:: TASK BRIEF ::
This exercise calls for all the entries that follow to be set down exactly, without their images.

:: Image-grounded pointing data ::
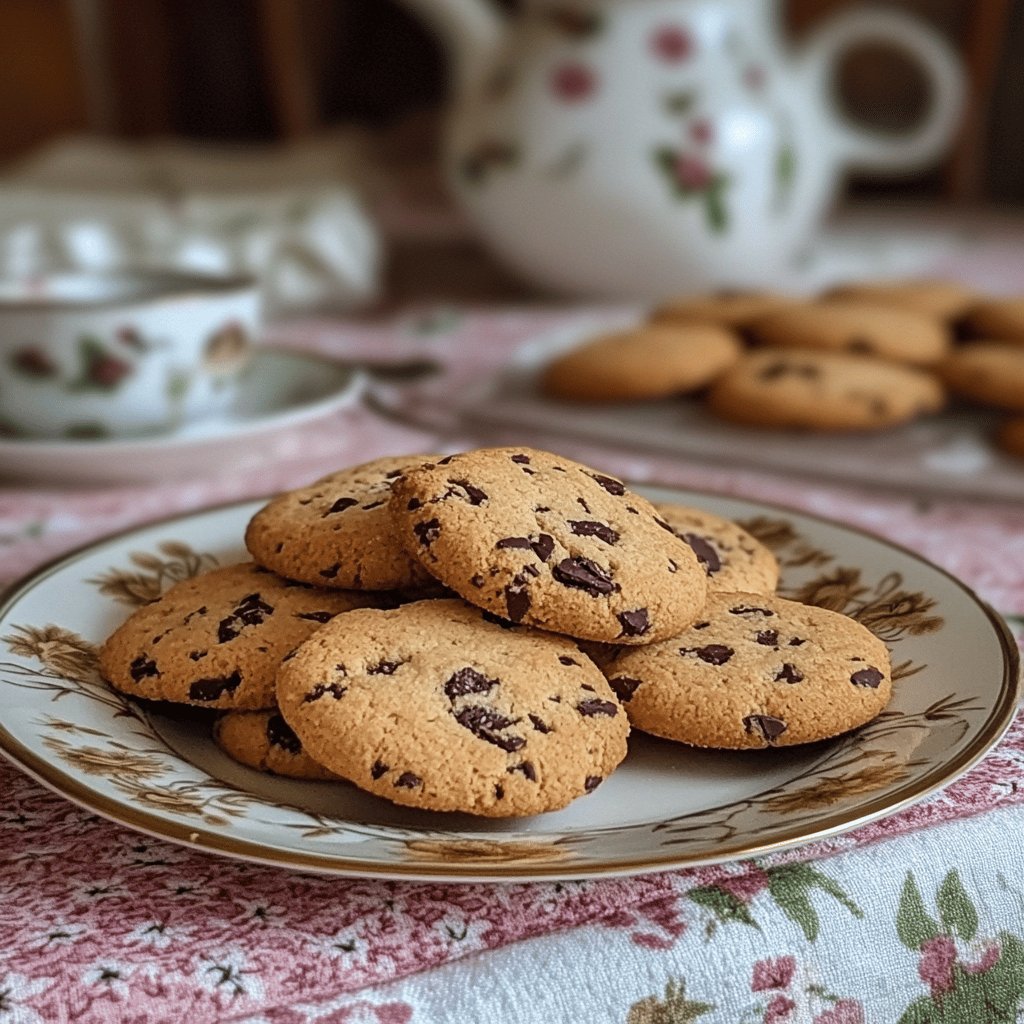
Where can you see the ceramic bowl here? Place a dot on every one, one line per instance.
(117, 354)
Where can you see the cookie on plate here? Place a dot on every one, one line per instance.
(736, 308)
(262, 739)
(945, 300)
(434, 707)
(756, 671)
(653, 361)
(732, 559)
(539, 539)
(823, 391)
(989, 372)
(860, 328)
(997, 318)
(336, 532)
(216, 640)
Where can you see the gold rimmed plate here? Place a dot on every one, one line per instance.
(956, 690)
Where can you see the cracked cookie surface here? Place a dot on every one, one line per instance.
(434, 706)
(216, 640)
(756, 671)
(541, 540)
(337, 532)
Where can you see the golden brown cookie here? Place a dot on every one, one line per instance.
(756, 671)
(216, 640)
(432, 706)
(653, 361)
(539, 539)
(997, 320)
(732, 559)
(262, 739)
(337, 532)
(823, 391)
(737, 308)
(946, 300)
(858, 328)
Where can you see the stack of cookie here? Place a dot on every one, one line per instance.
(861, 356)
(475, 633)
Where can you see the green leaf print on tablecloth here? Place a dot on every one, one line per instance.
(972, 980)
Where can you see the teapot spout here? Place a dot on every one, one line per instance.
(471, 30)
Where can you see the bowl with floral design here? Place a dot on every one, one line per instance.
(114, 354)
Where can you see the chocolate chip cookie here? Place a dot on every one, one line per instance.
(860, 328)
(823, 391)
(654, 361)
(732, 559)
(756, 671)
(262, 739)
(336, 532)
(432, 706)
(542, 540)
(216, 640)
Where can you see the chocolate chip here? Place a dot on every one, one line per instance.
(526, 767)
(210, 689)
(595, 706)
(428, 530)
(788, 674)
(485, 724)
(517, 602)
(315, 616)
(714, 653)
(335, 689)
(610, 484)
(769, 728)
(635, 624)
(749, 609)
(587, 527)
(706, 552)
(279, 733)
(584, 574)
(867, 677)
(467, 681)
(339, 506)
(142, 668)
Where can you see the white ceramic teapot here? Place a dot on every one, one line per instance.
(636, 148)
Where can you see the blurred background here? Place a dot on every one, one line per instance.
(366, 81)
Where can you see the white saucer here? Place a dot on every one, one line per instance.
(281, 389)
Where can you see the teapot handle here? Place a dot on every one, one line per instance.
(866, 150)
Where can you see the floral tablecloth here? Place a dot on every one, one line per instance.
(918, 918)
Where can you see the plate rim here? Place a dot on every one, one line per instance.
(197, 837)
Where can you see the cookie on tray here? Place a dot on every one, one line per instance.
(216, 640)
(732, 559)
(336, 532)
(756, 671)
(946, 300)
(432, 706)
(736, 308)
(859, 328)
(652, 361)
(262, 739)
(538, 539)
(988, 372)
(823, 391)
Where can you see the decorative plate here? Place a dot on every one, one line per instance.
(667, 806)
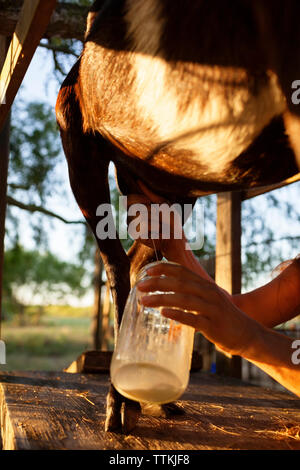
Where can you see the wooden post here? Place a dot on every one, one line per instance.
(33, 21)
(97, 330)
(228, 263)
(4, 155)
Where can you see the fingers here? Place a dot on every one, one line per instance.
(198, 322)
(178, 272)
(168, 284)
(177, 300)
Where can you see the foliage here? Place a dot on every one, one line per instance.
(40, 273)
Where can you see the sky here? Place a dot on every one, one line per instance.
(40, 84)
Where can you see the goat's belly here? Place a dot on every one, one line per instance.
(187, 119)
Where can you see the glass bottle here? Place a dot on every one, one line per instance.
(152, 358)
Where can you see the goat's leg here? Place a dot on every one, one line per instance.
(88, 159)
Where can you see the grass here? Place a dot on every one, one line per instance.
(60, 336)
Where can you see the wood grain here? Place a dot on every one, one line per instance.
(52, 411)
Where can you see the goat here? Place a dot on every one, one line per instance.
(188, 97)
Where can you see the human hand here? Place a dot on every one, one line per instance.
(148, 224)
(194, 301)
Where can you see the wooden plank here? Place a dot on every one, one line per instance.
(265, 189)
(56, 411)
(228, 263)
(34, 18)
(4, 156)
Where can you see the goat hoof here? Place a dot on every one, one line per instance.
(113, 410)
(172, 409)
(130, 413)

:: TASK RESPONSE ::
Where can you see the ceramic bowl here? Place a dot on every one, one line per instance.
(117, 354)
Where can you see the cookie on plate here? Place a dot on every one, one line per instance.
(736, 308)
(262, 739)
(945, 300)
(434, 707)
(756, 671)
(653, 361)
(732, 559)
(539, 539)
(823, 391)
(989, 372)
(860, 328)
(997, 318)
(336, 532)
(216, 640)
Where can you see the gold rimmed plate here? Place a dot on every one, one line per instance.
(956, 690)
Where can you see the cracked cookie surface here? Place a dot on every one, one line per instance.
(434, 706)
(216, 640)
(756, 671)
(541, 540)
(337, 532)
Where can you see the golden brown cookie here? Place a dot on every one, one line per instance.
(756, 671)
(216, 640)
(432, 706)
(653, 361)
(539, 539)
(997, 320)
(732, 559)
(262, 739)
(337, 532)
(823, 391)
(737, 308)
(946, 300)
(858, 328)
Where can you see the stack of cookie here? Place a dot on every one, one line per instance.
(861, 356)
(475, 633)
Where can you see the green leaf print on tablecloth here? Place a dot on every one, one line per instance.
(972, 980)
Where can you see the teapot spout here? Place a dot on every one, one line per instance.
(471, 30)
Where can you see the bowl with floral design here? Place a dot on every one, one line per instance.
(114, 354)
Where can you see the chocolate chip cookie here? Place a dot on every one, one line per instance.
(860, 328)
(823, 391)
(654, 361)
(732, 559)
(756, 671)
(262, 739)
(336, 532)
(432, 706)
(542, 540)
(216, 640)
Where can you see the chocolate chip here? Place a dot on every one, one line per instance.
(526, 767)
(210, 689)
(595, 706)
(428, 530)
(788, 674)
(485, 724)
(517, 602)
(315, 616)
(714, 653)
(335, 689)
(610, 484)
(769, 728)
(635, 624)
(749, 609)
(587, 527)
(706, 552)
(279, 733)
(584, 574)
(867, 677)
(467, 681)
(339, 506)
(142, 668)
Where can you see the white ceramic teapot here? Place a dot on every one, one line per instance.
(636, 148)
Where can you see the blurred background here? Place a dot on every one, one line per instance.
(366, 81)
Where can you see the white saucer here? Place a dot on every one, one line per instance.
(281, 389)
Where can you see the teapot handle here? Place a dot on every one, one line per instance.
(866, 150)
Where can you see the floral tablecloth here? Place a dot on every one, one line per instance.
(918, 918)
Where can you see the plate rim here? Place a dot on every one, one line per instance.
(197, 837)
Where can you see the cookie on tray here? Place a dot on every one, one line per instance.
(216, 640)
(732, 559)
(336, 532)
(756, 671)
(946, 300)
(432, 706)
(736, 308)
(859, 328)
(652, 361)
(262, 739)
(538, 539)
(988, 372)
(823, 391)
Where can you see the decorative plate here? Place a dot on every one, one line per instance.
(667, 806)
Where can you see the wooden post here? Place a dot on every one, one line per instance.
(33, 21)
(97, 330)
(228, 263)
(4, 155)
Where can you see the fingers here? Place a dot on every one, one line per instance.
(198, 322)
(178, 272)
(168, 284)
(177, 300)
Where can you see the foliage here? Place a dot on every one, one line per instance.
(40, 273)
Where can you see the sky here? Place a dot on every one, one line per instance.
(40, 84)
Where can you see the goat's belly here? Place a dot on every one, one line per instance.
(187, 119)
Where can you see the glass bottle here? Place a dot on every one, one line per instance.
(152, 358)
Where can you see the goat's leg here? Place a dot on every one, one line per instance.
(88, 159)
Where can you see the grass here? Place a dot on every one, one line per instance.
(60, 336)
Where can you see the wood grain here? Place a dot on every one, one line per instance.
(52, 411)
Where can you see the goat here? Place a dot on every one, one line per instance.
(188, 97)
Where can you see the human hand here? Place a dot on every one, one line per instance.
(148, 224)
(194, 301)
Where can you see the wooden plank here? Place a dot on every one, one line per instance.
(265, 189)
(56, 411)
(228, 263)
(34, 18)
(4, 156)
Where can you see the goat hoof here? Place a dot on every one, one line per instance.
(113, 410)
(172, 409)
(130, 413)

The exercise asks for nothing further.